CHICAGO, Feb. 10, 2010 – Ford’s groundbreaking EcoBoost engine technology, which customers have embraced since its introduction a year ago, will soon be available on the Ford Edge. Powered by a 2.0-liter I-4 engine with direct fuel injection and a single turbocharger, the Ford Edge with EcoBoost will deliver the same performance feel as a current V-6 while delivering best-in-class fuel economy.

“Customers have embraced EcoBoost technology because of its ability to deliver power and performance with uncompromised fuel economy,” said Derrick Kuzak, group vice president of global product development. “We’re committed to delivering this technology to multiple vehicles so that more and more customers can take advantage of EcoBoost’s unique, no-compromise combination of power, performance and fuel economy. The EcoBoost strategy works in any gasoline engine, so it’s only natural to now add a four-cylinder EcoBoost engine to complement our EcoBoost V-6 lineup, which is delivering outstanding results and customer satisfaction.”

With Edge’s 2.0-liter EcoBoost, the fuel economy benefits will be at least 10 percent better than a comparable V-6 but with class-leading power and torque for an I-4.

Since being introduced in 2009 on four vehicles – the Ford Taurus SHO (standard) and Lincoln MKS full-size sedans and the Ford Flex and Lincoln MKT crossovers – EcoBoost engines have been embraced by customers. The Ford Taurus SHO has a conquest rate of 45 percent, and since launch, in terms of volume, 48 percent of Lincoln MKT sales are with the EcoBoost option. Altogether, nearly 6,000 EcoBoost-equipped vehicles have been sold since introduction.

→ WHAT TO DO: For each statement, answer yes or no to whether it agrees with the EcoBoost extract, and quote the words from the extract that decide it. (a) The Ford Edge with EcoBoost uses two turbochargers. (b) Nearly 6,000 EcoBoost-equipped vehicles have been sold since the technology's introduction. (c) EcoBoost was introduced in 2009 on four vehicles. The material after this text comes from an unrelated source.

→ ENTRIES SHOWN:
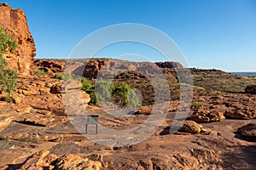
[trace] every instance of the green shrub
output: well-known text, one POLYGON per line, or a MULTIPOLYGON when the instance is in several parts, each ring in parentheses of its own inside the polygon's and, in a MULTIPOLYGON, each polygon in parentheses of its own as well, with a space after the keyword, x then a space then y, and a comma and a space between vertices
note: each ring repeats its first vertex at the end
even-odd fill
POLYGON ((40 71, 35 71, 34 75, 36 75, 36 76, 44 76, 44 75, 49 75, 49 73, 46 71, 40 70, 40 71))
POLYGON ((81 89, 90 94, 89 105, 130 108, 139 106, 136 93, 125 82, 116 85, 108 81, 98 80, 94 84, 91 80, 82 77, 81 83, 81 89))
POLYGON ((0 91, 5 90, 8 93, 5 100, 9 102, 11 102, 13 92, 18 87, 18 74, 15 71, 5 67, 3 54, 6 50, 13 53, 17 47, 16 42, 12 40, 9 35, 3 32, 3 28, 0 27, 0 91))
POLYGON ((52 78, 59 79, 59 80, 69 80, 73 79, 73 76, 69 73, 56 73, 52 78))

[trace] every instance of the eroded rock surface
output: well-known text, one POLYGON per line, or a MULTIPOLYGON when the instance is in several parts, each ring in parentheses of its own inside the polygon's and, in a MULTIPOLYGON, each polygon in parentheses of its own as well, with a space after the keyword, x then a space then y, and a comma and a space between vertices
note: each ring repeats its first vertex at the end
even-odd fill
POLYGON ((0 26, 19 46, 15 53, 7 53, 3 55, 8 66, 19 73, 30 74, 36 48, 34 39, 27 26, 26 14, 21 9, 14 9, 7 3, 0 3, 0 26))

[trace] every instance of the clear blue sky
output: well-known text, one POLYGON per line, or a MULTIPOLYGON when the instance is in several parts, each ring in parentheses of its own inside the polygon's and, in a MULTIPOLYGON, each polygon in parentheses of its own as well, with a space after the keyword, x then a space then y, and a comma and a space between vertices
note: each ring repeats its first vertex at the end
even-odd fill
MULTIPOLYGON (((37 58, 67 58, 80 40, 97 29, 139 23, 172 37, 190 67, 256 71, 254 0, 2 2, 25 11, 36 42, 37 58)), ((123 48, 120 53, 134 53, 123 48)), ((100 54, 117 54, 110 51, 100 54)))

→ TASK OUTPUT:
(a) No: "a 2.0-liter I-4 engine with direct fuel injection and a single turbocharger"
(b) Yes: "nearly 6,000 EcoBoost-equipped vehicles have been sold since introduction"
(c) Yes: "Since being introduced in 2009 on four vehicles"